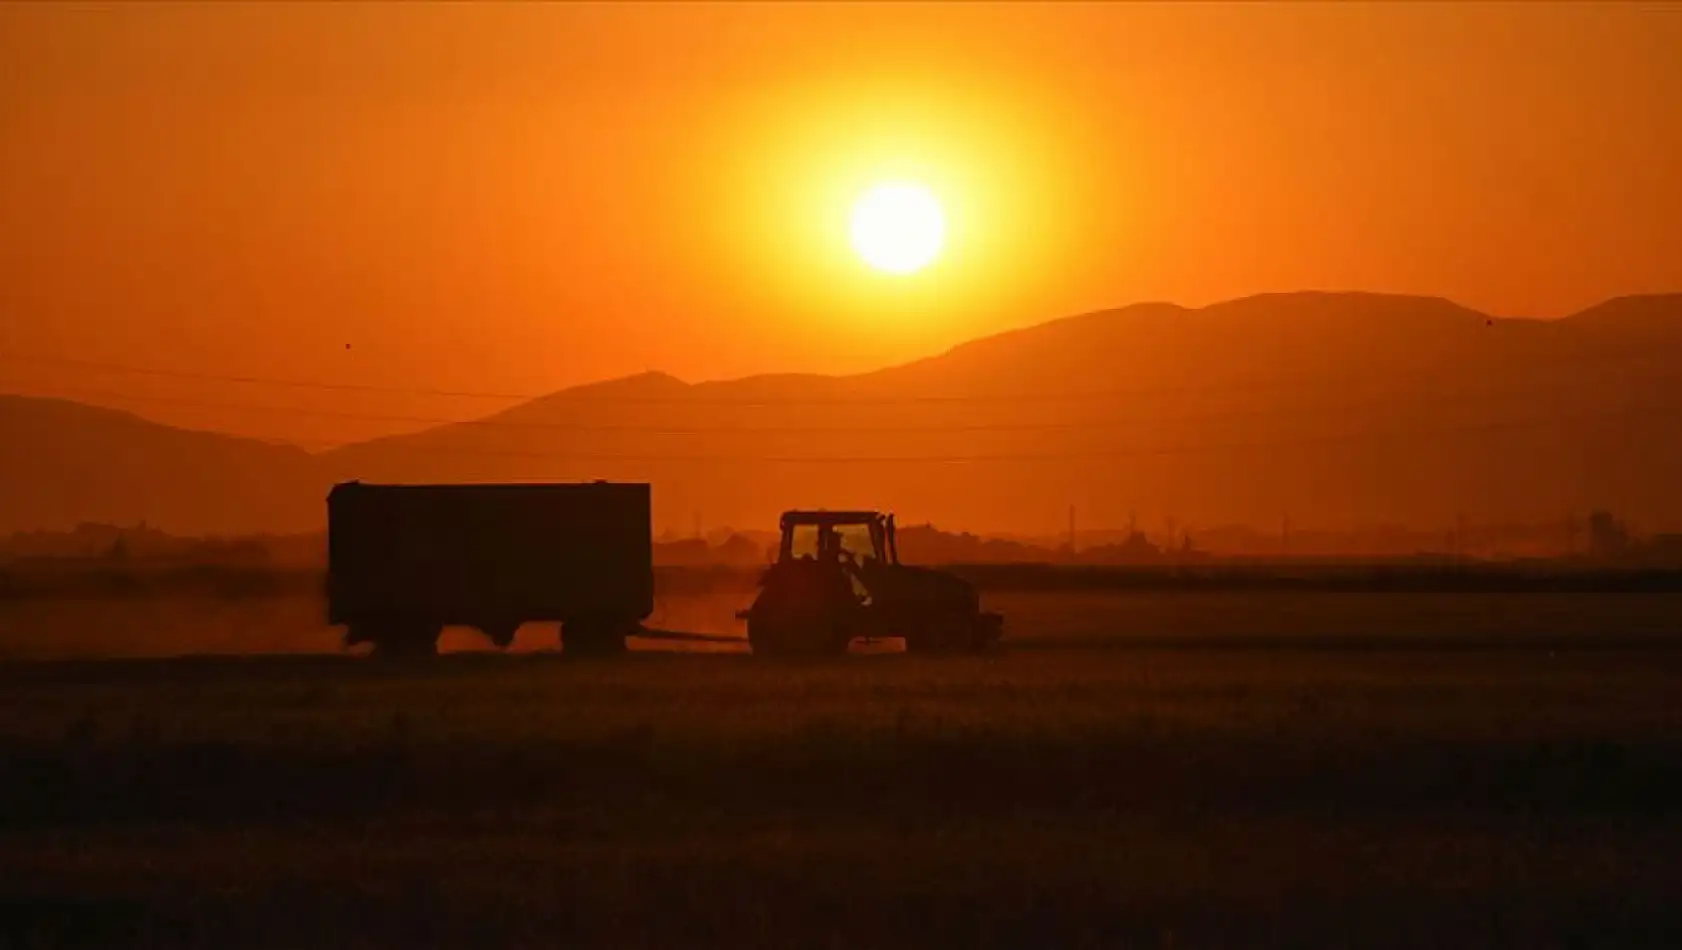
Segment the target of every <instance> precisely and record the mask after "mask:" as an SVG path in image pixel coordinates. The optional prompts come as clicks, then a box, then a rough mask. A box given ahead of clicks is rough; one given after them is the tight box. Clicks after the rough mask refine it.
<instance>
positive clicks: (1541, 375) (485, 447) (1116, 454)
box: [0, 293, 1682, 533]
mask: <svg viewBox="0 0 1682 950" xmlns="http://www.w3.org/2000/svg"><path fill="white" fill-rule="evenodd" d="M42 404H44V400H22V402H13V404H8V405H10V409H7V410H5V412H7V414H8V417H10V415H30V417H34V414H45V412H49V410H47V407H45V405H42ZM71 409H74V407H66V405H64V404H59V407H57V409H54V410H52V412H59V417H56V419H57V422H54V424H37V425H34V429H29V430H27V432H25V427H24V425H20V424H19V422H12V420H8V422H7V424H5V429H3V430H0V439H3V446H5V449H7V457H8V459H12V457H27V459H34V461H30V462H29V467H30V471H32V472H35V474H32V476H29V479H30V481H20V476H17V474H10V472H8V474H7V476H0V478H5V479H7V483H5V506H7V508H5V509H3V521H0V528H12V526H22V528H29V526H37V523H39V521H37V515H35V513H45V515H47V516H50V518H59V520H69V521H82V520H116V521H121V520H124V518H126V520H138V518H146V520H151V521H155V523H161V525H165V526H168V528H170V530H190V528H185V526H183V525H185V523H193V525H212V523H214V525H227V526H232V525H234V523H237V521H241V520H246V521H249V523H246V525H241V526H242V528H251V530H262V528H281V526H288V525H283V523H286V521H289V520H293V518H298V520H301V521H309V520H315V521H313V525H311V526H318V523H320V516H321V504H320V486H325V484H328V483H330V481H333V479H345V478H362V479H368V481H432V479H437V481H500V479H532V478H548V479H592V478H607V479H651V481H653V483H654V486H656V493H654V498H656V525H661V526H680V528H683V530H686V528H688V526H690V525H691V518H693V516H695V515H696V513H705V516H706V520H708V523H730V525H743V526H762V528H770V526H774V520H775V515H777V511H780V509H784V508H796V506H831V508H844V506H881V508H893V509H898V511H900V513H902V515H905V516H907V518H910V520H915V521H935V523H942V525H955V526H964V528H967V530H977V531H994V530H1018V531H1045V533H1055V531H1056V530H1058V528H1060V526H1061V525H1063V523H1065V520H1066V513H1068V506H1070V504H1075V506H1076V511H1078V513H1080V518H1082V523H1083V525H1085V526H1098V525H1124V523H1127V520H1129V513H1134V511H1137V513H1139V515H1140V516H1142V518H1145V520H1147V521H1150V520H1154V518H1159V516H1166V515H1172V516H1177V518H1181V520H1182V523H1189V525H1199V523H1201V525H1214V523H1251V525H1278V523H1280V518H1282V516H1283V515H1288V516H1290V518H1292V521H1293V523H1299V525H1312V523H1339V525H1341V523H1356V521H1359V523H1411V525H1448V523H1452V521H1453V518H1455V515H1457V513H1463V515H1467V516H1468V518H1477V520H1536V518H1546V520H1552V518H1561V516H1563V515H1566V513H1571V511H1576V513H1586V511H1588V509H1591V508H1596V506H1611V508H1615V509H1618V511H1625V513H1628V515H1630V516H1632V518H1635V520H1652V518H1667V520H1679V518H1682V493H1679V491H1677V486H1679V484H1682V441H1679V439H1677V437H1675V435H1674V429H1675V422H1674V419H1677V415H1679V412H1682V294H1670V296H1638V298H1620V299H1615V301H1606V303H1605V304H1600V306H1595V308H1589V309H1586V311H1583V313H1579V314H1576V316H1571V318H1566V319H1554V321H1537V319H1494V318H1490V316H1487V314H1482V313H1477V311H1472V309H1467V308H1462V306H1458V304H1453V303H1450V301H1445V299H1436V298H1411V296H1391V294H1361V293H1297V294H1263V296H1253V298H1243V299H1236V301H1228V303H1219V304H1213V306H1208V308H1201V309H1189V308H1179V306H1174V304H1162V303H1152V304H1137V306H1129V308H1122V309H1112V311H1098V313H1088V314H1080V316H1071V318H1065V319H1056V321H1051V323H1045V325H1039V326H1031V328H1024V330H1016V331H1009V333H1001V335H996V336H989V338H982V340H976V341H971V343H965V345H960V346H957V348H954V350H950V351H947V353H942V355H939V356H932V358H927V360H918V362H915V363H907V365H900V367H891V368H883V370H878V372H871V373H863V375H853V377H819V375H764V377H750V378H743V380H728V382H705V383H693V385H691V383H685V382H681V380H676V378H673V377H668V375H661V373H644V375H637V377H629V378H621V380H611V382H602V383H592V385H585V387H575V388H569V390H563V392H558V393H553V395H548V397H543V398H537V400H532V402H528V404H523V405H518V407H513V409H510V410H506V412H501V414H498V415H493V417H489V419H486V420H481V422H479V424H459V425H442V427H437V429H429V430H424V432H417V434H409V435H399V437H389V439H377V441H372V442H363V444H357V446H348V447H343V449H338V451H333V452H328V454H325V456H318V457H313V459H311V457H304V456H303V454H301V452H291V451H288V449H276V447H271V446H262V444H256V442H242V441H232V439H220V437H212V435H197V439H198V442H193V444H192V446H187V444H185V442H182V441H183V439H187V437H188V435H190V434H183V432H177V430H167V429H163V427H151V425H148V424H145V422H141V420H140V419H136V417H130V415H121V414H104V412H103V410H86V414H87V415H86V417H82V415H72V414H71ZM114 419H121V420H123V424H121V425H119V424H118V422H114ZM84 430H86V432H84ZM94 441H101V442H99V444H104V446H123V447H121V452H119V457H124V459H133V461H135V464H140V462H141V461H143V462H145V466H143V469H145V476H146V478H148V479H153V481H151V483H148V484H158V486H161V488H146V489H140V488H136V486H133V484H130V483H128V481H126V479H121V478H118V476H116V474H114V472H111V471H109V466H108V469H106V472H108V474H103V476H98V478H96V476H89V474H86V471H87V466H93V464H98V462H96V459H99V457H106V459H109V457H111V449H108V451H103V452H99V451H93V449H86V451H84V449H76V447H72V446H84V444H91V442H94ZM212 446H214V449H212ZM819 457H822V459H829V461H812V459H819ZM917 459H923V461H917ZM118 467H119V466H118ZM177 478H187V479H188V481H190V483H192V484H193V488H192V489H182V488H170V486H173V484H175V481H173V479H177ZM99 479H104V481H99ZM175 520H180V521H183V525H177V523H173V521H175ZM278 521H279V523H278Z"/></svg>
§ §
Each line from the first line of the data above through the one containing "positive clicks: (1541, 375)" must be set down exactly; the pictures must not be.

# [Task response]
Segment the target of every <instance> precisely and record the mask after "mask:" as an SVG path in image pixel coordinates. The optional prompts come as clicks, then a box, then a rough mask. A box given ahead of clicks is rough; one given after them is the tight box. Clicks after the rough mask refine it.
<instance>
positive clicks: (1541, 375) (485, 447) (1116, 454)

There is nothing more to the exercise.